[Collected data entries]

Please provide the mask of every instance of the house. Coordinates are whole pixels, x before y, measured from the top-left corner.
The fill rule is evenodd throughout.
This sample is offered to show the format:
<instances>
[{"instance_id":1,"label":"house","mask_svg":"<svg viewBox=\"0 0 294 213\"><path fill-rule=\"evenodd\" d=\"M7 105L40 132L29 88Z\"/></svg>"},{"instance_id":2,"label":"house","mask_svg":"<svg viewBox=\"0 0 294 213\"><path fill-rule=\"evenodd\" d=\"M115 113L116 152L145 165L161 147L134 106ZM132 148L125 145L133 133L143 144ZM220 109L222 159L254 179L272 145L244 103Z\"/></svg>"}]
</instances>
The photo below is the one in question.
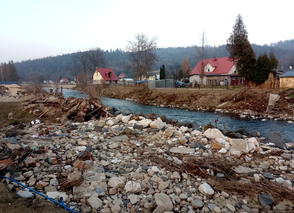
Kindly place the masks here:
<instances>
[{"instance_id":1,"label":"house","mask_svg":"<svg viewBox=\"0 0 294 213\"><path fill-rule=\"evenodd\" d=\"M294 88L294 71L289 71L280 76L280 87L285 89Z\"/></svg>"},{"instance_id":2,"label":"house","mask_svg":"<svg viewBox=\"0 0 294 213\"><path fill-rule=\"evenodd\" d=\"M228 59L229 57L227 57L218 58L213 57L212 58L203 60L205 64L203 79L204 85L224 85L226 84L227 82L229 83L231 83L230 75L235 75L235 78L241 79L237 75L236 66ZM202 62L202 60L199 61L190 73L190 82L195 80L196 84L200 83ZM238 83L241 83L240 80L236 80ZM243 81L242 83L243 83Z\"/></svg>"},{"instance_id":3,"label":"house","mask_svg":"<svg viewBox=\"0 0 294 213\"><path fill-rule=\"evenodd\" d=\"M68 81L65 78L62 78L60 79L60 83L67 83Z\"/></svg>"},{"instance_id":4,"label":"house","mask_svg":"<svg viewBox=\"0 0 294 213\"><path fill-rule=\"evenodd\" d=\"M93 74L93 83L98 84L104 83L109 84L116 83L119 80L115 73L110 68L96 68Z\"/></svg>"},{"instance_id":5,"label":"house","mask_svg":"<svg viewBox=\"0 0 294 213\"><path fill-rule=\"evenodd\" d=\"M125 77L125 76L126 74L125 73L121 73L119 76L119 79L123 78Z\"/></svg>"}]
</instances>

[Your objective]
Return all of the data above word for word, but leave out the pictures.

[Finished exercise]
Please provide the mask of every instance of the house. Coordinates are whole pixels, x before y, measured from the top-left corner.
The fill rule is evenodd throughout.
This sample is offered to show the format:
<instances>
[{"instance_id":1,"label":"house","mask_svg":"<svg viewBox=\"0 0 294 213\"><path fill-rule=\"evenodd\" d=\"M7 105L40 132L29 88Z\"/></svg>"},{"instance_id":2,"label":"house","mask_svg":"<svg viewBox=\"0 0 294 213\"><path fill-rule=\"evenodd\" d=\"M115 113L116 152L145 165L161 147L134 106ZM132 148L125 145L133 133L143 144ZM220 109L222 159L254 179L272 145L244 103Z\"/></svg>"}]
</instances>
The photo below is the one in question.
Kindly place the masks here:
<instances>
[{"instance_id":1,"label":"house","mask_svg":"<svg viewBox=\"0 0 294 213\"><path fill-rule=\"evenodd\" d=\"M294 88L294 71L289 71L280 76L280 87L285 89Z\"/></svg>"},{"instance_id":2,"label":"house","mask_svg":"<svg viewBox=\"0 0 294 213\"><path fill-rule=\"evenodd\" d=\"M228 59L229 57L227 57L218 58L213 57L212 58L203 60L205 64L203 79L204 85L224 85L226 84L227 82L229 83L231 83L230 75L235 75L235 78L241 79L237 75L236 66ZM202 62L202 60L199 61L190 73L190 82L195 80L196 84L200 83ZM238 83L241 83L240 80L236 80ZM243 81L242 83L243 83Z\"/></svg>"},{"instance_id":3,"label":"house","mask_svg":"<svg viewBox=\"0 0 294 213\"><path fill-rule=\"evenodd\" d=\"M68 81L65 78L62 78L60 79L60 83L67 83Z\"/></svg>"},{"instance_id":4,"label":"house","mask_svg":"<svg viewBox=\"0 0 294 213\"><path fill-rule=\"evenodd\" d=\"M93 74L93 83L98 84L104 83L109 84L116 83L119 80L115 73L110 68L96 68Z\"/></svg>"},{"instance_id":5,"label":"house","mask_svg":"<svg viewBox=\"0 0 294 213\"><path fill-rule=\"evenodd\" d=\"M125 77L125 76L126 74L125 73L121 73L119 76L119 79L123 78Z\"/></svg>"}]
</instances>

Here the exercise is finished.